→ DOCUMENT EXTRACT:
[MERGE] Better LRUCache implementation

Tue Mar 24 05:23:39 GMT 2009

John Arbash Meinel wrote:

> I realized that my submission still has some "assert" statement, which
> I'll certainly clean out before I submit.

Please. There's also an "import pdb; ..." in _remove_node which needs to go.
I'd be tempted to remove the asserts altogether in _record_access as that
code path ought to be hit often, but I'll let you make the call on that.

bb:tweak

Some other tweaks ...

>      def add(self, key, value, cleanup=None):
>          """Add a new value to the cache.
>  
> @@ -61,20 +137,29 @@
>                          'value' sohuld be cleaned up.
>          """

The docstrings for the add methods needs some tweaks:

1. "..., call cleanup, passing it the key and value ..."
2. s/sohuld/should/
3. It refers to the "queue" when "cache" would be better?

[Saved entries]
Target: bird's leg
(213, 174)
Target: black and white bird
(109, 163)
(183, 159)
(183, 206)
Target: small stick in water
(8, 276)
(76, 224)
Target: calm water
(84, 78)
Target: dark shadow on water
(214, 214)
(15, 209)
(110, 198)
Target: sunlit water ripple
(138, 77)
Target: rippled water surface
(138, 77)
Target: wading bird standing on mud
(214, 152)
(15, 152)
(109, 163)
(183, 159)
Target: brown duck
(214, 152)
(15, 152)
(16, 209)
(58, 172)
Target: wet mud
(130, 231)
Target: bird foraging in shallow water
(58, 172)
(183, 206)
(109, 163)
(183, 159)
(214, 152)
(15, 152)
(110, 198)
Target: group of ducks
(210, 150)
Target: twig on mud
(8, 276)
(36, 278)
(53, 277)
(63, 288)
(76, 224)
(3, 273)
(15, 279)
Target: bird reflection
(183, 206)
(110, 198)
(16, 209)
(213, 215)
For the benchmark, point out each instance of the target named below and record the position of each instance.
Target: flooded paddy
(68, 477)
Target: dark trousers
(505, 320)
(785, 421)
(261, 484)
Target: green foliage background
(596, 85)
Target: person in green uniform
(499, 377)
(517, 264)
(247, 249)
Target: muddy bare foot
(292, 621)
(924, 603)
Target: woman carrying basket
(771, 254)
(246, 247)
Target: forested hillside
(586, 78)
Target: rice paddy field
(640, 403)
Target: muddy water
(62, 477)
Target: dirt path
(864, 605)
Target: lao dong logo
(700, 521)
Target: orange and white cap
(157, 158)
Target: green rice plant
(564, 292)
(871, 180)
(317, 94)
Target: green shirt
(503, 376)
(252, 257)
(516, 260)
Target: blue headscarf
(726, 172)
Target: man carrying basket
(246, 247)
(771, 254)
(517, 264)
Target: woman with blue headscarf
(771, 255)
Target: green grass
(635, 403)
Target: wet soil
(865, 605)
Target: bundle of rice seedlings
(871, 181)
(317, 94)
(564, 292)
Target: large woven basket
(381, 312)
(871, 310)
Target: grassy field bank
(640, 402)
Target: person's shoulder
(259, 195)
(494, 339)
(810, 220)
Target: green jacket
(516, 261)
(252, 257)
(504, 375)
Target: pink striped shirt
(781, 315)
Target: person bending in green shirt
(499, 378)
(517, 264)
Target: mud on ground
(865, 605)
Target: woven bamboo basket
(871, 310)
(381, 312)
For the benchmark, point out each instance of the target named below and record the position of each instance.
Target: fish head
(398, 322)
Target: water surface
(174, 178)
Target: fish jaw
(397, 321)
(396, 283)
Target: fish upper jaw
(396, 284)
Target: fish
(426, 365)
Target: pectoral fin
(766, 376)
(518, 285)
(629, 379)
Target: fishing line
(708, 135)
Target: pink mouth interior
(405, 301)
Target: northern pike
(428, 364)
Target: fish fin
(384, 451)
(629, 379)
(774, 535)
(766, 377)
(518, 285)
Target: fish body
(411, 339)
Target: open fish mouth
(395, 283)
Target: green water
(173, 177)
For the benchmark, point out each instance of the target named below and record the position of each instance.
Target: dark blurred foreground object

→ WHAT THE TASK REQUIRES: Reproduce the passage of the LRUCache review from "John Arbash Meinel" up to and including "other tweaks ...". The saved entries are not needed for anything here.

→ THE SOLUTION:
John Arbash Meinel wrote:

> I realized that my submission still has some "assert" statement, which
> I'll certainly clean out before I submit.

Please. There's also an "import pdb; ..." in _remove_node which needs to go.
I'd be tempted to remove the asserts altogether in _record_access as that
code path ought to be hit often, but I'll let you make the call on that.

bb:tweak

Some other tweaks ...